■ **Task instructions**
[1] Quote the cabbage and green peas recipe from "For seasoning" up to and including "or frozen peas.".
[2] Carry the cabbage and green peas thoran recipe forward from its final sentence.

■ **Selection**

Cabbage Green Peas Thoran (Poriyal) - Indian Cabbage Stir Fry With Peas & Coconut

Cabbage green peas stir fried with coconut and spices also known as cabbage peas thoran or poriyal in South India makes a very yummy, easy vegetarian/vegan side dish with rice for lunch or dinner.
Course Side Dish
Cuisine Indian
Keyword cabbage and peas, cabbage green peas recipe, cabbage peas poriyal
Prep Time 10 minutes
Cook Time 25 minutes
Soaking time for dry peas 6 hours
Total Time 35 minutes
Servings 8
Calories 136kcal


  • 1 cup dried green peas (use 1.5  to 2 cups if using fresh or frozen peas)
  • 1.5 grated coconut (can use shredded unsweetened coconut also)
  • 1 teaspoon turmeric powder
  • 1 teaspoon red chili powder
  • 2 cloves garlic crushed
  • 1 teaspoon cumin seeds
  • 3 green chilies
  • ¼ salt adjust to taste
  • ½ cup water
  • ½ of a medium sized onion

For seasoning

  • 2 tablespoons coconut oil
  • 1 teaspoon mustard seeds
  • 1 string curry leaves
  • 5 dry red chilies broken


  • Wash and soak the dried green peas in water for at least 6 to 7 hours or overnight for best result. After soaking, drain the water used for soaking and rinse the peas in fresh water again, keep this washed peas aside. You can skip this step if you are using fresh or frozen peas.
  • Wash and chop the cabbage as thin fine pieces, keep aside.
  • Chop the onions also finely and keep aside separate from the chopped cabbage.
  • Heat the oil in large sized pan or skillet, add the mustard seeds.
  • When the mustard seeds splutter, add the broken dried red chilies and curry leaves, fry for a few seconds.
  • Add the chopped onions to the pan and saute for about 1 to 2 minutes.

■ **Dataset entries**
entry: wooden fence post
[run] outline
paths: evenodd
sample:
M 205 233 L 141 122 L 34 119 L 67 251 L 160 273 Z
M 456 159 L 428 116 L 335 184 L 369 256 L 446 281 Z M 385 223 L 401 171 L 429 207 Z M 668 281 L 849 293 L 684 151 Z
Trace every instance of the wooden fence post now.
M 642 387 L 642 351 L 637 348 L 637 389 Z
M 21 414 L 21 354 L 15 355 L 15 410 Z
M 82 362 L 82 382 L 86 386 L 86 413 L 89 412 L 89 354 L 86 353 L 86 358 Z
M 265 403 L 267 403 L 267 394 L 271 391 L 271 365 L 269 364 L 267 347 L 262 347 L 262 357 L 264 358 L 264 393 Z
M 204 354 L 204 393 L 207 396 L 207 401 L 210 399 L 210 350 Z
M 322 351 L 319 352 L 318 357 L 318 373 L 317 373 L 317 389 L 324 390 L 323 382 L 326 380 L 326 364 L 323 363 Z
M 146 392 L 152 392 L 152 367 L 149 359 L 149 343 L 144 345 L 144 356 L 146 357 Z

■ **Answers for the tasks**
[1]
For seasoning

  • 2 tablespoons coconut oil
  • 1 teaspoon mustard seeds
  • 1 string curry leaves
  • 5 dry red chilies broken


  • Wash and soak the dried green peas in water for at least 6 to 7 hours or overnight for best result. After soaking, drain the water used for soaking and rinse the peas in fresh water again, keep this washed peas aside. You can skip this step if you are using fresh or frozen peas.

[2]
  • Add two green chilies (you can slice them lengthwise) and crushed garlic, stir and saute for another 1 more minute.
  • Add the chopped cabbage and green peas to the pan, add enough salt and stir well all the contents.
  • Saute the cabbage and peas in medium heat for about 3 to 4 minutes, stir well again.
  • Add the water to the pan, close the pan and cook in medium heat for about 12 to 15 minutes or until the peas and cabbage is cooked. Make sure to open the pan in between and stir occasionally and also to watch that the contents are not getting burnt at the bottom of the pan. If needed, you may add a little more oil to the pan, mix well and cover and cook for few more minutes (you may also add little more water if needed).
  • Meanwhile coarsely grind the coconut with the remaining one green chili and cumin seeds. You may sprinkle a little water if needed, but we need to make a coarse mixture so just quickly grind for a few seconds.
  • Once the peas and cabbage is cooked, add the grind coconut mixture to the pan and also add the spices - turmeric powder and red chili powder, stir well, cover and cook for another 2 more minutes.
  • Open the pan, stir well the contents and the cabbage and green with coconut and spices is ready to be served. If you wish, you may add an extra tablespoon of oil and stir fry in low heat for another few minutes, stirring frequently, until the cabbage starts turning light brown in color. The additional stir frying will make the dish so much more delicious.


Enjoy the cabbage and green peas with rice along with any gravy or fresh yogurt.
The best combination with this cabbage peas stir fry and rice is moru curry, pulissery or sambar but you can enjoy it with any curry as you like.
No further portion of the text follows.